● **Exercise instructions**
Everything in the data below is left aside except the lines from the one containing "task: outline the stone masonry wall" through the one containing "Provide the mask of every instance of the stone"; repeat those exactly.

● **Input**
- Opening Delimiter -

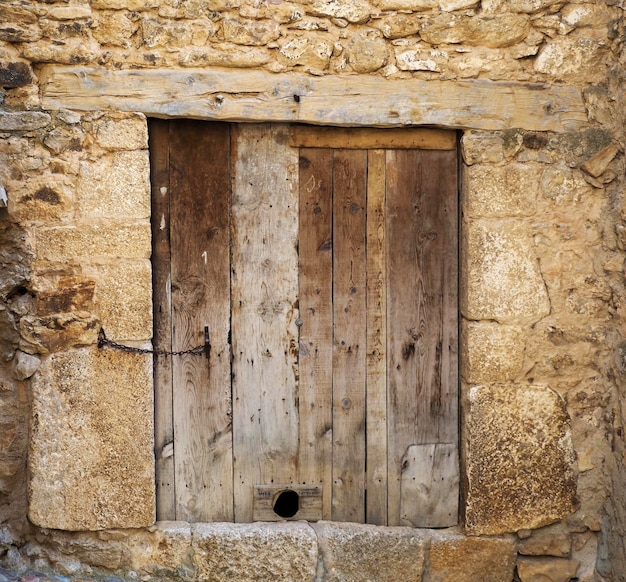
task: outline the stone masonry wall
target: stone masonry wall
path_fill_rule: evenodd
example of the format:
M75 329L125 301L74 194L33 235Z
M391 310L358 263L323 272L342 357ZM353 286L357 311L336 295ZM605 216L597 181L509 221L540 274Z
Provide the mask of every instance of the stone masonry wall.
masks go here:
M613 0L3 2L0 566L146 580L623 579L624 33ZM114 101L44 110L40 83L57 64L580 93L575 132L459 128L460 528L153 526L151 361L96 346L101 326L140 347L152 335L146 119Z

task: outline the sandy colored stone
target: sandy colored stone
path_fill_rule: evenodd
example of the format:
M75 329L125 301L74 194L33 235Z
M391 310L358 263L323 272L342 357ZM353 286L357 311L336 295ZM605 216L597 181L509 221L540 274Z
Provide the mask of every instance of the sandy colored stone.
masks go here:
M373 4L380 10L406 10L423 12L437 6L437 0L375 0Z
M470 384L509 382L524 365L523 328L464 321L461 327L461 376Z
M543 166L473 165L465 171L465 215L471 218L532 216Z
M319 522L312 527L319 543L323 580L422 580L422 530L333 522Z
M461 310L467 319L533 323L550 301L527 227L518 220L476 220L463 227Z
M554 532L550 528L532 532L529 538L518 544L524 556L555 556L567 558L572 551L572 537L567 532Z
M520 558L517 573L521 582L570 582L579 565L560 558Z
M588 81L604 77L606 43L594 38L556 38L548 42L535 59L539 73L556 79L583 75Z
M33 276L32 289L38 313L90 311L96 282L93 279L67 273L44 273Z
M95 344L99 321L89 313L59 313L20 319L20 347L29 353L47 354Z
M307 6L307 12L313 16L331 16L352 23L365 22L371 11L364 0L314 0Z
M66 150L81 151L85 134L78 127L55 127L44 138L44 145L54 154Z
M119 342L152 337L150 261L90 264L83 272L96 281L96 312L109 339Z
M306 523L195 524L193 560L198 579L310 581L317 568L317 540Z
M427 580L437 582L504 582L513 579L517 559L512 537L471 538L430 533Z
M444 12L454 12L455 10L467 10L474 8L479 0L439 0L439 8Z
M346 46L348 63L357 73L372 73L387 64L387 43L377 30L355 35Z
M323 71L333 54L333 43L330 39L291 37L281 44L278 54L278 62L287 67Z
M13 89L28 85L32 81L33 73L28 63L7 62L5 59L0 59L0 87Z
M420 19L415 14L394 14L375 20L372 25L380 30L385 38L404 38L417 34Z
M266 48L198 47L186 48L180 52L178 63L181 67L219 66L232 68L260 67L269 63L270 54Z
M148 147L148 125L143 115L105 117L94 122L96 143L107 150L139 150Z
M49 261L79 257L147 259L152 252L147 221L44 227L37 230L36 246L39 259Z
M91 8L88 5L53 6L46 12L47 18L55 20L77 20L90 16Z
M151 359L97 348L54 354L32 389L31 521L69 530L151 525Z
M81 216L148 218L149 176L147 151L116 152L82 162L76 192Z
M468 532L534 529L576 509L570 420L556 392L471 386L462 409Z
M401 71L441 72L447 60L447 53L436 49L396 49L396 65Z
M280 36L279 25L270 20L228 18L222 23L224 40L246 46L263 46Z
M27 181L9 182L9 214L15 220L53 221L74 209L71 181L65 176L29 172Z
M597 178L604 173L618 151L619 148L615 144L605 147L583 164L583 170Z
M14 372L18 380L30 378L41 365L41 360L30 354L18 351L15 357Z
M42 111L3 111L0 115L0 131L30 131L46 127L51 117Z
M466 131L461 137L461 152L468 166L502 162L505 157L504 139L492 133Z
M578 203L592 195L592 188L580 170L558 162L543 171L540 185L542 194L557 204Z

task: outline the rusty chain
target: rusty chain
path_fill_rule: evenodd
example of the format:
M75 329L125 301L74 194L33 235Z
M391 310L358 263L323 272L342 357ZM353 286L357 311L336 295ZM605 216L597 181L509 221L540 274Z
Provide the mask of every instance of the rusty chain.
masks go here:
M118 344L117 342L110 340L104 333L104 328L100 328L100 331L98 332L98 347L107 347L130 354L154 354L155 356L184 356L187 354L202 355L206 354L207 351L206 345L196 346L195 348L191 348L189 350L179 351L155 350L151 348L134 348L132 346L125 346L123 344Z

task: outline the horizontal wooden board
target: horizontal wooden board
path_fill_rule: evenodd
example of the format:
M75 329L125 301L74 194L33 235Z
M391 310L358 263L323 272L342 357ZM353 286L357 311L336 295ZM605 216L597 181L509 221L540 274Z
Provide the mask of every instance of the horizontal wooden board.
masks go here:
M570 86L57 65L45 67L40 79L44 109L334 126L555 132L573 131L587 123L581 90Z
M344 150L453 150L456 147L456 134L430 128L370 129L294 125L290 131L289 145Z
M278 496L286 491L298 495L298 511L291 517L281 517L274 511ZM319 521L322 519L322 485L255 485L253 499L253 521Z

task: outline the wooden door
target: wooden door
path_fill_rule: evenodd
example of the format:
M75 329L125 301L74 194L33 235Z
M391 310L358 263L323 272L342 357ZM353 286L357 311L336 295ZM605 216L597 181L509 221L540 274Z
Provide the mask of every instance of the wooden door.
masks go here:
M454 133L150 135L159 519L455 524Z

- Closing Delimiter -
- Opening Delimiter -

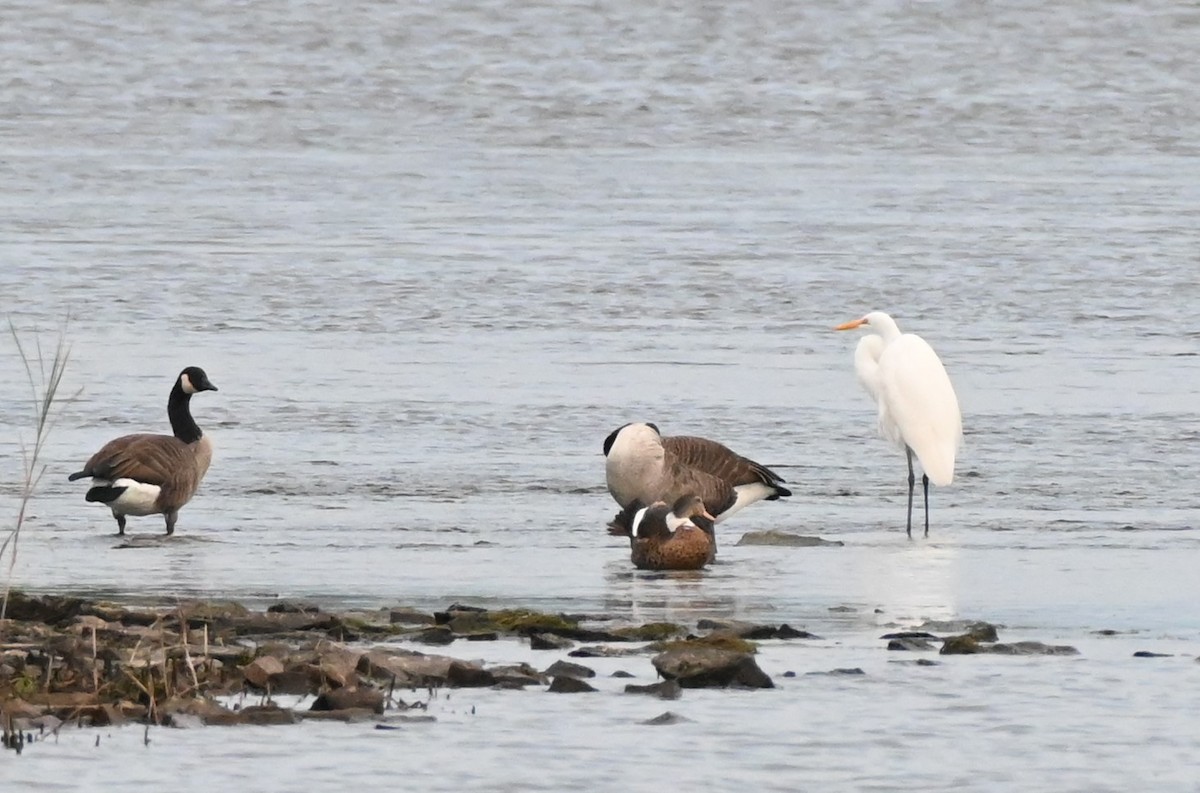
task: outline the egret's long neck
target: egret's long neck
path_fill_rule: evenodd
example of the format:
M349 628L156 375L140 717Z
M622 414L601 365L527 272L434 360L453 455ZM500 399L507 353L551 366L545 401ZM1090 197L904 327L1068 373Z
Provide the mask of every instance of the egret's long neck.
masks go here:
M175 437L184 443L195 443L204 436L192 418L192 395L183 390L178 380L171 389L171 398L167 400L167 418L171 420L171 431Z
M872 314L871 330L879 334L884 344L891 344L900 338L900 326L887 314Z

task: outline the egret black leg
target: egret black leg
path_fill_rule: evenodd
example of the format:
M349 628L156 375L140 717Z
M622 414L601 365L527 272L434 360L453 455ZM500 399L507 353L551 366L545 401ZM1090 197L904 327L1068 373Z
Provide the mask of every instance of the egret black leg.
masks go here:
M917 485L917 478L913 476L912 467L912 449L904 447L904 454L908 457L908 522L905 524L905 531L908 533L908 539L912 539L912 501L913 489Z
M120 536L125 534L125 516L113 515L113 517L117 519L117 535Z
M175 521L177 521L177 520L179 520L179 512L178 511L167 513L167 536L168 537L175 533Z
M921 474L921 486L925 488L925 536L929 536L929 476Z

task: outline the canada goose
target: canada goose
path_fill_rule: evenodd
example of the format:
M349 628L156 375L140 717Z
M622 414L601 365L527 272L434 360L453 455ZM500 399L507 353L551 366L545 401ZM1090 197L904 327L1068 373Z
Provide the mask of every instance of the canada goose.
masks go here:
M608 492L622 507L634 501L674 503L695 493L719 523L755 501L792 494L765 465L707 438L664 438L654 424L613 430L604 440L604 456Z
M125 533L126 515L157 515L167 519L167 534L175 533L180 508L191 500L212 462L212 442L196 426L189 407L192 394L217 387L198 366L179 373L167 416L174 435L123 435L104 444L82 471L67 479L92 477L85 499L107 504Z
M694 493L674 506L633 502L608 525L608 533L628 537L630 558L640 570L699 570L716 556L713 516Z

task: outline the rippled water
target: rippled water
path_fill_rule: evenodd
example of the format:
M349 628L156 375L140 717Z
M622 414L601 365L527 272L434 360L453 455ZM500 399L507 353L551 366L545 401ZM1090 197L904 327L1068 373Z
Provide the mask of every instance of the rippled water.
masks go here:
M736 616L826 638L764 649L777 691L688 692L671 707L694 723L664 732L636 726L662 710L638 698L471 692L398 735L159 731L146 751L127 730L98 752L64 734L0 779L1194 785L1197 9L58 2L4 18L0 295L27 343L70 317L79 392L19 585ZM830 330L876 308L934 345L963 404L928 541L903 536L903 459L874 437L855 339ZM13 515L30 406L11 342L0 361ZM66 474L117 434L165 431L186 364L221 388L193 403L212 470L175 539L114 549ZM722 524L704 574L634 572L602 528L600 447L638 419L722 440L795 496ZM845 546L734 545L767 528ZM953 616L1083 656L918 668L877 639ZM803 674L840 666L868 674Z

- Closing Delimiter -

● **Expected answer**
task: outline the stone masonry wall
target: stone masonry wall
path_fill_rule: evenodd
example of the format:
M75 329L125 301L74 194L33 235Z
M391 310L358 263L323 272L342 357ZM353 286L357 311L336 295ZM605 216L597 181L509 221L540 274Z
Provide the mask of every instance of the stone masonry wall.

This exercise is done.